Would you copy out the whole listing exactly as given?

[Raw records]
######
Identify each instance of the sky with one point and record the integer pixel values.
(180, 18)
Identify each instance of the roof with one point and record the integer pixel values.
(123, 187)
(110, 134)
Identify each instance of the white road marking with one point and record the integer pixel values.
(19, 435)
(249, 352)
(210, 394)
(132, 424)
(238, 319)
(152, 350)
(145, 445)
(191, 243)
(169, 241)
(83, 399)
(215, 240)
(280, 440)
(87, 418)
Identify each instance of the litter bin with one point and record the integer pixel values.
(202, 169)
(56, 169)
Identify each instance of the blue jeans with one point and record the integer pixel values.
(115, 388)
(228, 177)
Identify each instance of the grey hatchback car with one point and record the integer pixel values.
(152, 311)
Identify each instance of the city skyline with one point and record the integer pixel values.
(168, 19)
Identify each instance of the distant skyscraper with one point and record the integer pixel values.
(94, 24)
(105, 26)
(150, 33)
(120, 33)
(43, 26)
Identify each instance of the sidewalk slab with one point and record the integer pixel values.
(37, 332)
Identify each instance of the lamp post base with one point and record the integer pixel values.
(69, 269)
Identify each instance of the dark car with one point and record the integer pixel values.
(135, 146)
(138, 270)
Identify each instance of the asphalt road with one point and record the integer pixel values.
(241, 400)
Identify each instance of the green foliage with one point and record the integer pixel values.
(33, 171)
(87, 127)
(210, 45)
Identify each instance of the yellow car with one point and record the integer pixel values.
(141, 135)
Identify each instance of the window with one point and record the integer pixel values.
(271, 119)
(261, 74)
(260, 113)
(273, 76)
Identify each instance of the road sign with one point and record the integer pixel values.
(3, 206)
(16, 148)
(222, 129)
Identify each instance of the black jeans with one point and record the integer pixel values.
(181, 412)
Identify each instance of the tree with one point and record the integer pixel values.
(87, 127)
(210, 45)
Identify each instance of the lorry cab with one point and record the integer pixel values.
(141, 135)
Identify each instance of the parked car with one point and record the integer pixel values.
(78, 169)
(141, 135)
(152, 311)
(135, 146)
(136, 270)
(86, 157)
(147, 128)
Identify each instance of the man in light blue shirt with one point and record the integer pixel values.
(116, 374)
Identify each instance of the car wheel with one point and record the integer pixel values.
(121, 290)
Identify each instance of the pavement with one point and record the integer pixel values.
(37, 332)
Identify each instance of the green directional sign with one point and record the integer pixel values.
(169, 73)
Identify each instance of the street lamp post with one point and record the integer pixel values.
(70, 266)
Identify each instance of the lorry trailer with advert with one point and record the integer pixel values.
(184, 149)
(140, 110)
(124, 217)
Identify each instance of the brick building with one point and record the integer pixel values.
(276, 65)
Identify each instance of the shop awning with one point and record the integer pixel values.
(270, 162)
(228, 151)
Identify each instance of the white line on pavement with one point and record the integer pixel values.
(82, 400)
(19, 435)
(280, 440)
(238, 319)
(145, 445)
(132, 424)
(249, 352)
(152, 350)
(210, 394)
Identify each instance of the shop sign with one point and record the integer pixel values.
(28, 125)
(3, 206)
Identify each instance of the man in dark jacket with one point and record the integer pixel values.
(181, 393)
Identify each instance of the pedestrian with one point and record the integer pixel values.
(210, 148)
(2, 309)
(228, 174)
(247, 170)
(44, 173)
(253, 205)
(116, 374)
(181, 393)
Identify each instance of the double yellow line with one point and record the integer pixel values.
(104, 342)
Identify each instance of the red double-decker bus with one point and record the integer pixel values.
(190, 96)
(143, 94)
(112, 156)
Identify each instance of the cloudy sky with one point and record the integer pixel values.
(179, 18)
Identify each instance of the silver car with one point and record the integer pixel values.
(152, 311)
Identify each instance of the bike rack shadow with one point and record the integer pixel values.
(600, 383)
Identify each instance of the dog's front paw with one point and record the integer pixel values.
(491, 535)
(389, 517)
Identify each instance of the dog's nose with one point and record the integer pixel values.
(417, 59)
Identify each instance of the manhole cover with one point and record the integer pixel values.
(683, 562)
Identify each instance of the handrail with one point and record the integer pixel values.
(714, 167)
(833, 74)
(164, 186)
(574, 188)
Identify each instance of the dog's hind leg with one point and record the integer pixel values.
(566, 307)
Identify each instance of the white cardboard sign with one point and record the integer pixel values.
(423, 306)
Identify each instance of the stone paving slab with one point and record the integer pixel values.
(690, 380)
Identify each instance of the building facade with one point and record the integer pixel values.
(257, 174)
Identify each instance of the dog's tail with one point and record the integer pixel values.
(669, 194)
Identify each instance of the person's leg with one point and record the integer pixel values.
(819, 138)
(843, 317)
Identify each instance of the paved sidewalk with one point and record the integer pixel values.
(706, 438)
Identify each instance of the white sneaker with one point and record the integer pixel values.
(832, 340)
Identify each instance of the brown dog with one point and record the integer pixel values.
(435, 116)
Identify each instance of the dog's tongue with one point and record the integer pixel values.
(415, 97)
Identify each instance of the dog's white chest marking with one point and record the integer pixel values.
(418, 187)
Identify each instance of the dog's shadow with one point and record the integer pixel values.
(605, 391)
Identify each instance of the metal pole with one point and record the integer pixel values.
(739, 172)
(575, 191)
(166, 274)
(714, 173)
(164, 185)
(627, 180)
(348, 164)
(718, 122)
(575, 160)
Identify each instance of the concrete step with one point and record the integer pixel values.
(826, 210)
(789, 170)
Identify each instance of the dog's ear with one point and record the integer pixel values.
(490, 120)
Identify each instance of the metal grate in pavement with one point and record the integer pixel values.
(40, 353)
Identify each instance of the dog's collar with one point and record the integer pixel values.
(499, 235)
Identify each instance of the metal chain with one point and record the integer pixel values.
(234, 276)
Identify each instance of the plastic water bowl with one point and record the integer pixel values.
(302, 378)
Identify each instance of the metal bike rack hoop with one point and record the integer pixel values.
######
[TASK ANSWER]
Identify each instance of the sky with one point and record the integer pixel values.
(180, 18)
Identify each instance of the roof with one point and record the integer pixel values.
(123, 187)
(110, 134)
Identify each instance of the white road marking with one point and record the integer pixel values.
(19, 435)
(249, 352)
(210, 394)
(132, 424)
(238, 319)
(152, 350)
(145, 445)
(191, 243)
(169, 241)
(83, 399)
(215, 240)
(280, 440)
(87, 418)
Identify each instance of the litter bin with one point and record the integer pixel values.
(202, 169)
(56, 169)
Identify each instance of the blue jeans with one point and record the integer pixel values.
(115, 388)
(228, 177)
Identify each instance of the grey hatchback car with one point and record the integer pixel values.
(152, 311)
Identify each instance of the city skyline with one point and record the integer pixel values.
(168, 19)
Identify each instance of the distant skyscraper with one point and record the integer pixel values.
(94, 24)
(105, 26)
(150, 33)
(120, 33)
(43, 26)
Identify each instance of the sidewalk slab with one point and record the integer pixel values.
(37, 332)
Identify each instance of the lamp post base with one point and record the integer pixel values.
(69, 269)
Identify each instance of the dark car with one point and record the integer pixel values.
(135, 146)
(138, 270)
Identify each instance of the asphalt road with one point and record the integer pixel values.
(241, 400)
Identify each instance of the green foliage with one point and record the integer pixel values.
(33, 171)
(87, 127)
(210, 45)
Identify each instance of the yellow car with one point and record the integer pixel values.
(141, 135)
Identify each instance of the window with one point and record the integer pixel values.
(271, 119)
(261, 74)
(260, 113)
(273, 76)
Identify each instance of the road sign with one point and record the integer pixel values.
(3, 206)
(16, 148)
(222, 129)
Identify each instance of the black jeans with one point and record the integer pixel values.
(181, 412)
Identify each instance of the tree with one point and record the integer pixel values.
(87, 127)
(210, 45)
Identify each instance of the lorry cab with one point and record the integer pixel values.
(141, 135)
Identify each instance of the parked car with one point and record the integer pixel values.
(78, 169)
(141, 135)
(152, 311)
(135, 146)
(136, 270)
(86, 157)
(147, 128)
Identify each instance of the man in light blue shirt with one point and record the integer pixel values.
(116, 374)
Identify each instance of the car wheel with one point and record the integer pixel values.
(121, 290)
Identify each instance of the pavement with one point and record the integer pixel values.
(37, 332)
Identify each instance of the green directional sign with one point and record the integer pixel values.
(169, 73)
Identify each instance of the street lamp post with one point and record the integer pixel values.
(70, 266)
Identify each instance of the lorry trailer with advert with one point and record the integer pixel values.
(184, 149)
(140, 110)
(124, 217)
Identify each instance of the brick building with one point and record the integer pixel values.
(276, 65)
Identify each instance of the shop awning with one point and record the integer pixel values.
(270, 162)
(228, 151)
Identify each instance of the white line on pavement with one point and record the integer pixel values.
(82, 400)
(19, 435)
(280, 440)
(238, 319)
(145, 445)
(132, 424)
(249, 352)
(152, 350)
(210, 394)
Identify each instance of the shop sign with one point and record the integer pixel values.
(28, 125)
(3, 206)
Identify each instance of the man in dark jacket with one point and record the integer pixel values.
(181, 393)
Identify each instance of the pedestrian with one point and record the integer pixel values.
(210, 148)
(2, 309)
(228, 174)
(247, 170)
(44, 173)
(253, 205)
(116, 374)
(181, 393)
Identify each instance of the double yellow line with one point and record the integer pixel values.
(104, 342)
Identify each instance of the red double-decker bus with one point and record the integer pixel values.
(190, 96)
(143, 94)
(112, 156)
Identify each instance of the cloudy sky with one point and record the integer pixel values.
(179, 18)
Identify each instance of the silver car with one point and record the integer pixel values.
(152, 311)
Identify each instance of the bike rack shadow with one point and record the integer pixel values.
(600, 383)
Identify each instance of the dog's front paw with one point and record the integer pixel values.
(491, 535)
(389, 517)
Identify each instance of the dog's nose with one point and record the integer pixel values.
(417, 59)
Identify each instance of the manhole cover with one point and record the integer pixel values.
(683, 562)
Identify each instance of the handrail with one point and record the integer pixel values.
(714, 167)
(833, 74)
(164, 186)
(574, 188)
Identify each instance of the dog's hind leg with one point and record the integer pixel values.
(566, 307)
Identify each instance of the white cardboard sign with one point and record the integer pixel values.
(423, 306)
Identify each instance of the stone paving slab with one point and record the integer pixel values.
(690, 380)
Identify each instance of the building facade with one point and record the integer pixel values.
(257, 174)
Identify each instance of the dog's tail with one point and record the integer pixel values.
(669, 194)
Identify each instance of the person's leg with one point and record the integer pixel values.
(819, 138)
(843, 317)
Identify each instance of the paved sidewalk with one point and record the integer pixel values.
(706, 438)
Identify each instance of the white sneaker with one point and record the integer pixel values.
(832, 340)
Identify each instance of the brown dog with one point and record the integer pixel values.
(435, 116)
Identify each instance of the dog's tongue with one point and record the integer pixel values.
(415, 97)
Identify each instance of the dog's white chest marking with one point and record the integer pixel values.
(418, 187)
Identify each instance of the dog's shadow with one point and record the integer pixel values.
(605, 391)
Identify each instance of the metal pole with one point and record the integer pixel values.
(739, 172)
(575, 191)
(166, 274)
(714, 173)
(164, 185)
(627, 180)
(348, 164)
(718, 122)
(575, 160)
Identify each instance of the concrete step with one point and record the integer pixel values.
(826, 210)
(789, 170)
Identify each instance of the dog's ear with one point and record the integer pixel values.
(490, 120)
Identify each instance of the metal grate in pavement with one point and record the integer pixel values.
(40, 353)
Identify each instance of the dog's collar with one point and record the integer pixel values.
(499, 235)
Identify each instance of the metal chain with one point and record the integer pixel values.
(234, 276)
Identify each instance of the plastic water bowl with one point and record the integer pixel values.
(302, 378)
Identify each instance of the metal bike rack hoop with one point and record the integer pixel values.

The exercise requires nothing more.